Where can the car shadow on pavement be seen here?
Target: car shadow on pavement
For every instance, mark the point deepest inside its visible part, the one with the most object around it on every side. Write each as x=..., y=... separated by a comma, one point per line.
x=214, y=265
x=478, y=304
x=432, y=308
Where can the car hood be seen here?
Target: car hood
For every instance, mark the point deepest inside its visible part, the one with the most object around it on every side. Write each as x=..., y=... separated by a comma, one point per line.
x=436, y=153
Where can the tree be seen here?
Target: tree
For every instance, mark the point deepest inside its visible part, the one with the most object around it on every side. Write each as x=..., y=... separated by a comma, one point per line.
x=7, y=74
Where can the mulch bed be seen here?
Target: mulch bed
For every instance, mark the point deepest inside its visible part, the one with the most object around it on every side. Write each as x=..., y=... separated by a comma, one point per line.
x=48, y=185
────
[TASK] Write out the material again, exactly as shown above.

[YOUR RESPONSE]
Where can the car shadow on pavement be seen here?
Target: car shadow on pavement
For every instance, mark the point deepest inside its visible part, the one with the most object around it on every side. Write each as x=..., y=... separated by a comma, one point per line.
x=214, y=265
x=478, y=304
x=432, y=308
Where can the car hood be seen here?
Target: car hood
For every instance, mark the point deepest inside its visible part, the one with the most object around it on every side. Write each as x=..., y=... separated by a comma, one point per line.
x=436, y=153
Where can the tree be seen here?
Target: tree
For every instance, mark the point deepest inside its visible part, the one with the most object around it on every side. Write each as x=..., y=... separated by a comma, one point per line.
x=7, y=74
Where can the mulch bed be seen here?
Target: mulch bed
For every instance, mark the point deepest inside its visible part, the one with the most object around it on every side. Write each as x=..., y=... separated by a comma, one point per line.
x=48, y=185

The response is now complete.